YOUR TASK: Convert every line of the data below into a Markdown table with two columns, Row and Line: Row holds a sequential number and Line holds the text of that line. Leave out blank lines.

PROVIDED INFORMATION:
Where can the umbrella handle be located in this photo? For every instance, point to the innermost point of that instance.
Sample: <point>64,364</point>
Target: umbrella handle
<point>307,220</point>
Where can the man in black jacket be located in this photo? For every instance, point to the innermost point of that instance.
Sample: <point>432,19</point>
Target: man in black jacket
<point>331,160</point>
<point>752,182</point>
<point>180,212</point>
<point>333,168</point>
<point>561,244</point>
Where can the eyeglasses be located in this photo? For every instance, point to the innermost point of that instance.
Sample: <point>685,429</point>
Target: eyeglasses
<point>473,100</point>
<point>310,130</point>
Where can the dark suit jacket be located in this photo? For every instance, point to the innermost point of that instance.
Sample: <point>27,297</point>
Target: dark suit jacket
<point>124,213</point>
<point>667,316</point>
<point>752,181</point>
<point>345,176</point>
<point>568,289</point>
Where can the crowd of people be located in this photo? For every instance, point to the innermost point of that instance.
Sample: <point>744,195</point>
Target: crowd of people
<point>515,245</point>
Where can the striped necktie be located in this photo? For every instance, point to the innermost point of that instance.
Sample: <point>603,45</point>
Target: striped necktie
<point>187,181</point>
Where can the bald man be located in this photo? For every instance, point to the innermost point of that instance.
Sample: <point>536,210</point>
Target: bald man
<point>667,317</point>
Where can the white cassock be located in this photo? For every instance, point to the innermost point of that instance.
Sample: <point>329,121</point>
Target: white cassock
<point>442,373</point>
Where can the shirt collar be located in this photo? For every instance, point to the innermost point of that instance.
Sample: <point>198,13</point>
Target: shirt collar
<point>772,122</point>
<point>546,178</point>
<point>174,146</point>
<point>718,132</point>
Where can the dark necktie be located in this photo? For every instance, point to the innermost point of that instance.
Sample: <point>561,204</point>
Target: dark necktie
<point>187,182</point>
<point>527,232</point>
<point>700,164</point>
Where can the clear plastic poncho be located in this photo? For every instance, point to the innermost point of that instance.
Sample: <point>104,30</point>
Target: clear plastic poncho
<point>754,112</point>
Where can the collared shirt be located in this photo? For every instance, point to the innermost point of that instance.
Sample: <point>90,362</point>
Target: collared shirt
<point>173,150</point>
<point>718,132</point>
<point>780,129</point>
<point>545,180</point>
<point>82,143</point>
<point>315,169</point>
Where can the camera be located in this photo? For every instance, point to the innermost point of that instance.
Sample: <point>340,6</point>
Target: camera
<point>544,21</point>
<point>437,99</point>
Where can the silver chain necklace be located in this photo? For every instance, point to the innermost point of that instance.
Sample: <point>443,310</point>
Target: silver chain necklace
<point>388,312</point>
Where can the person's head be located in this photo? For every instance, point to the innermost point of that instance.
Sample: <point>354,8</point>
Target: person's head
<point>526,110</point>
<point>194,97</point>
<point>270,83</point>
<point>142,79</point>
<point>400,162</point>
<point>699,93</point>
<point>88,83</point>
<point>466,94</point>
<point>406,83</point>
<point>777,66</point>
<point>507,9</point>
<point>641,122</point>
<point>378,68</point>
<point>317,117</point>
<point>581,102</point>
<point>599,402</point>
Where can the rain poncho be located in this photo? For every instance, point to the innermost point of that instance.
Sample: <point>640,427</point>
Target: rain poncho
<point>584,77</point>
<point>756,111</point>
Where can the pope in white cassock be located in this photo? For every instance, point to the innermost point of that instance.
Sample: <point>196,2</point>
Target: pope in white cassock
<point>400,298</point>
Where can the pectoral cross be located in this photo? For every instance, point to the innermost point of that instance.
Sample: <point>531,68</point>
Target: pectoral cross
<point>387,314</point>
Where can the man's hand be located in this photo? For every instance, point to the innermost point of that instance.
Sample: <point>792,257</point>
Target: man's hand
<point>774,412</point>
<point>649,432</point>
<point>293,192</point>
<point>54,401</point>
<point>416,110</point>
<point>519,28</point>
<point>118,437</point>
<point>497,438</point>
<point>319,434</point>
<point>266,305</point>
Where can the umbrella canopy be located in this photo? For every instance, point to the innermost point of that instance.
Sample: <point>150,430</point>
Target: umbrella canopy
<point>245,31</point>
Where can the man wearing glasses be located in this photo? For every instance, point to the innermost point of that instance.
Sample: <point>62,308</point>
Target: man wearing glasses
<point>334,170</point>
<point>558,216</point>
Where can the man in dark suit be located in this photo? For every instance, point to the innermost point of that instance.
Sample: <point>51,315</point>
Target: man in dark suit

EXERCISE RESPONSE:
| Row | Line |
|---|---|
| 1 | Where can the umbrella handle be located in this photo? For every instance, point to the innermost point of that instance. |
| 2 | Sample: <point>64,364</point> |
| 3 | Target: umbrella handle |
| 4 | <point>307,220</point> |
| 5 | Where can the man in black jacket be located in this photo? For every instance, point to the innermost point of that instance. |
| 6 | Sample: <point>432,19</point> |
| 7 | Target: man in black jacket |
| 8 | <point>331,160</point> |
| 9 | <point>752,182</point> |
| 10 | <point>180,212</point> |
| 11 | <point>333,168</point> |
| 12 | <point>561,244</point> |
| 13 | Where can the eyeglasses be located in this photo? For every instance, point to the innermost point of that instance. |
| 14 | Sample: <point>685,429</point> |
| 15 | Target: eyeglasses |
| 16 | <point>473,100</point> |
| 17 | <point>310,130</point> |
| 18 | Where can the dark suit jacket be located in this photo? For every instance, point to the innermost point of that instance. |
| 19 | Sample: <point>27,297</point> |
| 20 | Target: dark suit jacket |
| 21 | <point>124,213</point> |
| 22 | <point>667,316</point> |
| 23 | <point>752,181</point> |
| 24 | <point>345,176</point> |
| 25 | <point>568,289</point> |
| 26 | Where can the crowd of people be located in this photo? For every instance, point to the innermost point of that instance. |
| 27 | Sample: <point>744,195</point> |
| 28 | Target: crowd of people |
| 29 | <point>515,245</point> |
| 30 | Where can the striped necktie be located in this photo? For every instance, point to the innermost point of that instance. |
| 31 | Sample: <point>603,45</point> |
| 32 | Target: striped necktie |
| 33 | <point>187,181</point> |
| 34 | Where can the bald man be located in this photo? For every instance, point to the innermost point of that instance. |
| 35 | Sample: <point>536,210</point> |
| 36 | Target: bald man |
| 37 | <point>667,317</point> |
| 38 | Where can the white cassock be located in this photo? For every instance, point to the innermost point of that instance. |
| 39 | Sample: <point>329,121</point> |
| 40 | Target: white cassock |
| 41 | <point>442,373</point> |
| 42 | Where can the shirt collar be located in this photo? For every instance, point to the innermost point of that instance. |
| 43 | Sample: <point>198,13</point> |
| 44 | Target: shirt collar |
| 45 | <point>772,122</point> |
| 46 | <point>546,178</point> |
| 47 | <point>174,146</point> |
| 48 | <point>718,132</point> |
| 49 | Where can the dark necktie be located in this photo? For every instance, point to the innermost point of that instance. |
| 50 | Sample: <point>561,204</point> |
| 51 | Target: dark necktie |
| 52 | <point>187,182</point> |
| 53 | <point>527,232</point> |
| 54 | <point>700,164</point> |
| 55 | Where can the clear plastic poncho be located in this photo? For every instance, point to the innermost point of that instance. |
| 56 | Sample: <point>104,30</point> |
| 57 | Target: clear plastic poncho |
| 58 | <point>754,112</point> |
| 59 | Where can the collared shirt be located in this photo? For every instance, point to the innermost point of that instance. |
| 60 | Sample: <point>90,362</point> |
| 61 | Target: collared shirt |
| 62 | <point>173,150</point> |
| 63 | <point>718,132</point> |
| 64 | <point>780,129</point> |
| 65 | <point>545,180</point> |
| 66 | <point>82,143</point> |
| 67 | <point>315,169</point> |
| 68 | Where can the camera be located in this photo? For every instance, point to the innermost point of that instance. |
| 69 | Sample: <point>340,6</point> |
| 70 | Target: camera |
| 71 | <point>544,21</point> |
| 72 | <point>437,99</point> |
| 73 | Where can the silver chain necklace be located in this photo? For every instance, point to the innermost point of that instance. |
| 74 | Sample: <point>443,310</point> |
| 75 | Target: silver chain necklace |
| 76 | <point>388,312</point> |
| 77 | Where can the person's head be located in this photo? For every instance, point to the innermost point of that instance. |
| 78 | Sample: <point>354,8</point> |
| 79 | Target: person's head |
| 80 | <point>526,110</point> |
| 81 | <point>194,97</point> |
| 82 | <point>270,83</point> |
| 83 | <point>142,79</point> |
| 84 | <point>400,162</point> |
| 85 | <point>699,93</point> |
| 86 | <point>88,83</point> |
| 87 | <point>466,94</point> |
| 88 | <point>406,83</point> |
| 89 | <point>777,66</point> |
| 90 | <point>507,9</point> |
| 91 | <point>641,122</point> |
| 92 | <point>378,68</point> |
| 93 | <point>317,117</point> |
| 94 | <point>581,102</point> |
| 95 | <point>599,402</point> |
| 96 | Where can the rain poncho be located in this photo? For every instance, point to the innermost point of that instance. |
| 97 | Sample: <point>640,427</point> |
| 98 | Target: rain poncho |
| 99 | <point>584,77</point> |
| 100 | <point>756,111</point> |
| 101 | Where can the pope in white cassock be located in this photo? For every instance, point to the innermost point of that instance. |
| 102 | Sample: <point>196,2</point> |
| 103 | Target: pope in white cassock |
| 104 | <point>400,298</point> |
| 105 | Where can the pectoral cross be located in this photo? For every instance, point to the innermost point of that instance. |
| 106 | Sample: <point>531,68</point> |
| 107 | Target: pectoral cross |
| 108 | <point>387,314</point> |
| 109 | Where can the man's hand be located in this photo? For every instance, point to the innermost point of that instance. |
| 110 | Sample: <point>792,257</point> |
| 111 | Target: man's hand |
| 112 | <point>774,412</point> |
| 113 | <point>649,432</point> |
| 114 | <point>293,192</point> |
| 115 | <point>54,401</point> |
| 116 | <point>416,110</point> |
| 117 | <point>519,28</point> |
| 118 | <point>118,437</point> |
| 119 | <point>497,438</point> |
| 120 | <point>319,434</point> |
| 121 | <point>266,305</point> |
| 122 | Where can the umbrella canopy be located in this photo? For every instance, point to the innermost point of that instance. |
| 123 | Sample: <point>150,430</point> |
| 124 | Target: umbrella canopy |
| 125 | <point>245,31</point> |
| 126 | Where can the man wearing glasses be located in this photo? For every instance, point to the innermost point of that instance. |
| 127 | Sample: <point>62,308</point> |
| 128 | Target: man wearing glasses |
| 129 | <point>334,170</point> |
| 130 | <point>558,216</point> |
| 131 | Where can the man in dark suit be located in this photo? For every instance, point to the innermost point of that instance. |
| 132 | Sample: <point>51,315</point> |
| 133 | Target: man in dark suit |